### Work instruction
Once you find the line containing "Pin the haze", please retype it and every line after it to the end of the entries, exactly and with nothing added.

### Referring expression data

^^^^^^^^

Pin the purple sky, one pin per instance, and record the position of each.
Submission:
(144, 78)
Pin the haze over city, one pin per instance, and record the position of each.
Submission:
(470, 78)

^^^^^^^^

### Worked solution
Pin the haze over city, one pin per instance, and record the position of each.
Submission:
(470, 78)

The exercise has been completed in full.